EXERCISE TEXT START
Friday, 16 November 2012

Hi.

This is my first post on a blog I newly created. Blogs used to be my means of escapism. After a long day at school I would go online and just jot down my feelings on their e-journal. The original intention of getting into blogging was to assimilate into my teenage/adolescent society where the popular kids own blogs. Looking past the popularity, the blog now holds some of my most intimate thoughts. It is quite ironic that the most public place (the internet) would be where my most private affairs are buried. I can't risk my family or friends chancing upon my diary or notebook in reality, so here I am.

I'm currently in the midst of my A level examinations. I'm writing this because I have no idea who I am. It may seem like a common problem for teenagers especially, and I'm finally entrenched in this search for my identity. A teacher once thought me that we determine our lives and actions through our identity. Unless we finally establish an identity for ourselves, we are unable to take responsibility or maximise our potential.
EXERCISE TEXT END
RECORDS FOR THE TASK START
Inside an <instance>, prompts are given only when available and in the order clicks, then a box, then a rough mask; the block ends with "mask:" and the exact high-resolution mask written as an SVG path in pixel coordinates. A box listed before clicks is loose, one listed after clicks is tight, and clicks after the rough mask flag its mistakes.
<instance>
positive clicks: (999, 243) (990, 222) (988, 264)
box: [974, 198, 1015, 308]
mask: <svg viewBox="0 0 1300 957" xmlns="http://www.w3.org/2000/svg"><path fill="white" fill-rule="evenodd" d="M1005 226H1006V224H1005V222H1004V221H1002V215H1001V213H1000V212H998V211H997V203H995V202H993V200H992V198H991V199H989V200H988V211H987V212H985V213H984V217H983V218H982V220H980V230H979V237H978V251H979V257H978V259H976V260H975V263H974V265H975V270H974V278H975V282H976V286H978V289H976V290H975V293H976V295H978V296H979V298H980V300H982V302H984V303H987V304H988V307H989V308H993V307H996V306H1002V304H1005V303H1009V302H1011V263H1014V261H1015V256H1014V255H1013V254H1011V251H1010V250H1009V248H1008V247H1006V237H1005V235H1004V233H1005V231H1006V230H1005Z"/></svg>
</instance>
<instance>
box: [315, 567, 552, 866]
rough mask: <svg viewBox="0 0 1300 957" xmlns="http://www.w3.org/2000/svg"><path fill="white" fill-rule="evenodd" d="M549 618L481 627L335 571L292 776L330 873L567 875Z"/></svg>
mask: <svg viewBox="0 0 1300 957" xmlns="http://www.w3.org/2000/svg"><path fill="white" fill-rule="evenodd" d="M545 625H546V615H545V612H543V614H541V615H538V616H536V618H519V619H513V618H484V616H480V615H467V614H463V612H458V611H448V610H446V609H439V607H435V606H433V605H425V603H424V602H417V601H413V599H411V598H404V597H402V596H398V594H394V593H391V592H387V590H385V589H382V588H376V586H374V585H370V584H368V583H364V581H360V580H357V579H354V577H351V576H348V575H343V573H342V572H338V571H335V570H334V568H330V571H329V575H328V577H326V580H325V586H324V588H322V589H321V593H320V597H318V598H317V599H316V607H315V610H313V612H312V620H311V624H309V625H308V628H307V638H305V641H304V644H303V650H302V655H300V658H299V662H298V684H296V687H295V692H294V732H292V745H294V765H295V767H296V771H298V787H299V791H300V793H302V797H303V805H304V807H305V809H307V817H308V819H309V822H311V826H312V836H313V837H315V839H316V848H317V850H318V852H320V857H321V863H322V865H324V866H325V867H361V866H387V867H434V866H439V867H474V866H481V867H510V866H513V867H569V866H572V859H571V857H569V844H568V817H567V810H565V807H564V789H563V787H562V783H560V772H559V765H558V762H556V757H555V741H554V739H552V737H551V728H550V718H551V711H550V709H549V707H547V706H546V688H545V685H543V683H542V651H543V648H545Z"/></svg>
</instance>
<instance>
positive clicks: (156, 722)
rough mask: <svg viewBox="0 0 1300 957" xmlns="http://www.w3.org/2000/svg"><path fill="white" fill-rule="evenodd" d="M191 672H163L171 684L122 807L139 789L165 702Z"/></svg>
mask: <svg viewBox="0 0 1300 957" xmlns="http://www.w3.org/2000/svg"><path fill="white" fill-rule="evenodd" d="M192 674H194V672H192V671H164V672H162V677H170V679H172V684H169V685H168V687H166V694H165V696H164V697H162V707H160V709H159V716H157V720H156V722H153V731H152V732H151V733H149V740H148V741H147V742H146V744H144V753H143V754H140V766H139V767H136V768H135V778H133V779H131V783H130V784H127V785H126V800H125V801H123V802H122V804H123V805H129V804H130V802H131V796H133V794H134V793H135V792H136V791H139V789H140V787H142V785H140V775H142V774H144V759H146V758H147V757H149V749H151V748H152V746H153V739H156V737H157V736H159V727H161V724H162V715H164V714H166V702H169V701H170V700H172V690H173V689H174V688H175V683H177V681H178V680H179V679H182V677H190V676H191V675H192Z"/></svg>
RECORDS FOR THE TASK END
▶ **REQUIRED TASKS**
1. List every group or kind of person that the blog post mentions.
2. Reproduce the rows from the first one through the row containing "box: [974, 198, 1015, 308]", inclusive, substituting "item" for "instance" wherever it appears and leaving everything else unchanged.

▶ **SOLVED TASKS**
1.
- the popular kids
- family
- friends
- teenagers
- a teacher

2.
Inside an <item>, prompts are given only when available and in the order clicks, then a box, then a rough mask; the block ends with "mask:" and the exact high-resolution mask written as an SVG path in pixel coordinates. A box listed before clicks is loose, one listed after clicks is tight, and clicks after the rough mask flag its mistakes.
<item>
positive clicks: (999, 243) (990, 222) (988, 264)
box: [974, 198, 1015, 308]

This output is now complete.